===== Page text =====

Re: [PATCH] Clarify the behavior of the system when approaching XID wraparound

From: John Naylor <john(dot)naylor(at)enterprisedb(dot)com>
To: Peter Geoghegan <pg(at)bowt(dot)ie>
Cc: Aleksander Alekseev <aleksander(at)timescale(dot)com>, PostgreSQL Hackers <pgsql-hackers(at)lists(dot)postgresql(dot)org>, Pavel Borisov <pashkin(dot)elfe(at)gmail(dot)com>
Subject: Re: [PATCH] Clarify the behavior of the system when approaching XID wraparound
Date: 2023-05-01 12:33:52
Message-ID: CAFBsxsFQrDecSOVNeuN0Ay3bJCVp7rVFCBVXMNNNj4UwyGTBHA@mail.gmail.com
Views: Raw Message | Whole Thread | Download mbox | Resend email
Thread:
Lists: pgsql-hackers

On Mon, May 1, 2023 at 2:30 AM Peter Geoghegan <pg(at)bowt(dot)ie> wrote:
>
> On Sat, Apr 29, 2023 at 7:30 PM John Naylor
> <john(dot)naylor(at)enterprisedb(dot)com> wrote:
> > How about
> >
> > -HINT: To avoid a database shutdown, [...]
> > +HINT: To prevent XID exhaustion, [...]
> >
> > ...and "MXID", respectively? We could explain in the docs that vacuum
and read-only queries still work "when XIDs have been exhausted", etc.
>
> I think that that particular wording works in this example -- we *are*
> avoiding XID exhaustion. But it still doesn't really address my
> concern -- at least not on its own. I think that we need a term for
> xidStopLimit mode (and perhaps multiStopLimit) itself. This is a
> discrete state/mode that is associated with a specific mechanism.

Well, since you have a placeholder "xidStopLimit mode" in your other patch,
I'll confine my response to there. Inventing "modes" seems like an awkward
thing to backpatch, not to mention moving the goalposts. My modest goal
here is quite limited: to stop lying to our users about "not accepting
commands", and change tragically awful advice into sensible advice.

Here's my new idea:

-HINT: To avoid a database shutdown, [...]
+HINT: To prevent XID generation failure, [...]

Actually, I like "allocation" better, but the v8 patch now has "generation"
simply because one MXID message already has "generate" and I did it that
way before thinking too hard. I'd be okay with either one as long as it's
consistent.

> > (I should probably also add in the commit message that the "shutdown"
in the message was carried over to MXIDs when they arrived also in 2005).

Done

> > > Separately, there is a need to update a couple of other places to use
> > > this new terminology. The documentation for vacuum_sailsafe_age and
> > > vacuum_multixact_failsafe_age refer to "system-wide transaction ID
> > > wraparound failure", which seems less than ideal, even without your
> > > patch.

===== Extracted entries =====

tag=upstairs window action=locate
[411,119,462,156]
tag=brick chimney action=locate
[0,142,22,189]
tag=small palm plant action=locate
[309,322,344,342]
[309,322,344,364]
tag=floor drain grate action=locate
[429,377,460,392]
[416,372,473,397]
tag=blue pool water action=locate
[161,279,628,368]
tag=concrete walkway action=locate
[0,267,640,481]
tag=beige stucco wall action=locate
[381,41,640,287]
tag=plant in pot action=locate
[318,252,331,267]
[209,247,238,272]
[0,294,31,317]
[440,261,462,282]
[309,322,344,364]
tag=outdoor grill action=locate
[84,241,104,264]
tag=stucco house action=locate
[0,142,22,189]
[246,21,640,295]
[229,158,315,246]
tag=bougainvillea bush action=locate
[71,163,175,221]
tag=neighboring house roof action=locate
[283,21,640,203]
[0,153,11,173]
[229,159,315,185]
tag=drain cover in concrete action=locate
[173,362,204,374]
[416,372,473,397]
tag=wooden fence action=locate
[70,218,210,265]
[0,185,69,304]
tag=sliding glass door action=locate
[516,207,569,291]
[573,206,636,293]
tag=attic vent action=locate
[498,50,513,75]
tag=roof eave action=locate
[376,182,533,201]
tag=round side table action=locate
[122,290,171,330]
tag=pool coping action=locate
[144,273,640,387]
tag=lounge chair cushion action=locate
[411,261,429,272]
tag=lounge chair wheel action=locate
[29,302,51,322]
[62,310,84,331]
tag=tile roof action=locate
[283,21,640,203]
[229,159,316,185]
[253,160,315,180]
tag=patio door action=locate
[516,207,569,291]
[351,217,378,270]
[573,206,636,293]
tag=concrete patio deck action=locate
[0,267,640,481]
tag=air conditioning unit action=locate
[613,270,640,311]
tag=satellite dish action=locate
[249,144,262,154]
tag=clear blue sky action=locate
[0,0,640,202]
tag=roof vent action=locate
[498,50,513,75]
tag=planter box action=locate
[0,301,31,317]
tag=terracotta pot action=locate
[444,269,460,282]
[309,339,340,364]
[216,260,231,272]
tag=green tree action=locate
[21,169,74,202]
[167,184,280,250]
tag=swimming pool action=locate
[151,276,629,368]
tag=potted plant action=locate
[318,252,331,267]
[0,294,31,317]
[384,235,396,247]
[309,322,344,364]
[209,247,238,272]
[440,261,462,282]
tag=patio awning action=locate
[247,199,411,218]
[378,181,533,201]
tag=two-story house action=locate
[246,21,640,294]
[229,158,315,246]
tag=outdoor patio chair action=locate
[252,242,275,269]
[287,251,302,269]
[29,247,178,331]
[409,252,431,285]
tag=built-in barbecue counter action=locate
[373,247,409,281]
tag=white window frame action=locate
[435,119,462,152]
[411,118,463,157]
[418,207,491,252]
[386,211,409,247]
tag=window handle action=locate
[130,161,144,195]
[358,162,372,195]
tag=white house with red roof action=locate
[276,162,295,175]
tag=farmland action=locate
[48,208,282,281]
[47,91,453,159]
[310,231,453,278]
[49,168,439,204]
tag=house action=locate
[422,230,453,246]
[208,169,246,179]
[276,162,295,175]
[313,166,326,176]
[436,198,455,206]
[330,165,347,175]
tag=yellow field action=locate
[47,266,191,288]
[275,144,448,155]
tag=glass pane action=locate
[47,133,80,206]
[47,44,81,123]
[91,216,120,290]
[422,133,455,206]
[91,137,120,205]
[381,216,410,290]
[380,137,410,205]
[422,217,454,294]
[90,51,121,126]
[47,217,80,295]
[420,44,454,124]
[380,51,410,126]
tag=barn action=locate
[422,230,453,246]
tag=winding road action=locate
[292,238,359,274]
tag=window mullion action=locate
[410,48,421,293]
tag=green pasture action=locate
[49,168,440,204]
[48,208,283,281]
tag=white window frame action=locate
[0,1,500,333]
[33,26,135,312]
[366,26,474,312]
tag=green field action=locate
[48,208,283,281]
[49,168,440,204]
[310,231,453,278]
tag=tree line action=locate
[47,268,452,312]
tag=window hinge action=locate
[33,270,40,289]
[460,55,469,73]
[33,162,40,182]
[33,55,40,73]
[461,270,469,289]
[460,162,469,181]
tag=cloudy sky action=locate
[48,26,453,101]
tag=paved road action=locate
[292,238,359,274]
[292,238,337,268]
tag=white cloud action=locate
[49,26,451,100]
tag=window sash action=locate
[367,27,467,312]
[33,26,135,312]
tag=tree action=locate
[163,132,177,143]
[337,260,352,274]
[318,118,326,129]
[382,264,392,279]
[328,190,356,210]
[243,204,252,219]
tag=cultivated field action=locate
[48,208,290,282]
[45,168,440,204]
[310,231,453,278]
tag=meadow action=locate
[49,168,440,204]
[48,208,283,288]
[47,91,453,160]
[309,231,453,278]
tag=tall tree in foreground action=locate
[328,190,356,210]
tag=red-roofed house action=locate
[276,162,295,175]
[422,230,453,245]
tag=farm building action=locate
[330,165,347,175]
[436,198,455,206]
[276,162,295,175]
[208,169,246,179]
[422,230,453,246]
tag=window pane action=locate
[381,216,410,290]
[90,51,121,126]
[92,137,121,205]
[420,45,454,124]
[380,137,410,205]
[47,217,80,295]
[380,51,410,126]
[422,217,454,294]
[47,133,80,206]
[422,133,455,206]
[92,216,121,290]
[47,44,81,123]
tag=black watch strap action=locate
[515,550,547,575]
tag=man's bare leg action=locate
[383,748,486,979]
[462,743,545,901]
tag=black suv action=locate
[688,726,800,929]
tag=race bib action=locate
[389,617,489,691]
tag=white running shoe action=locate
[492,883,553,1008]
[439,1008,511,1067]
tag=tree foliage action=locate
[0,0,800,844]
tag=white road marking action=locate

=====

**Stated goal**: In the message about XID wraparound, which word does the writer say he actually prefers to "generation" for the new HINT wording?

**Solution**: "Allocation."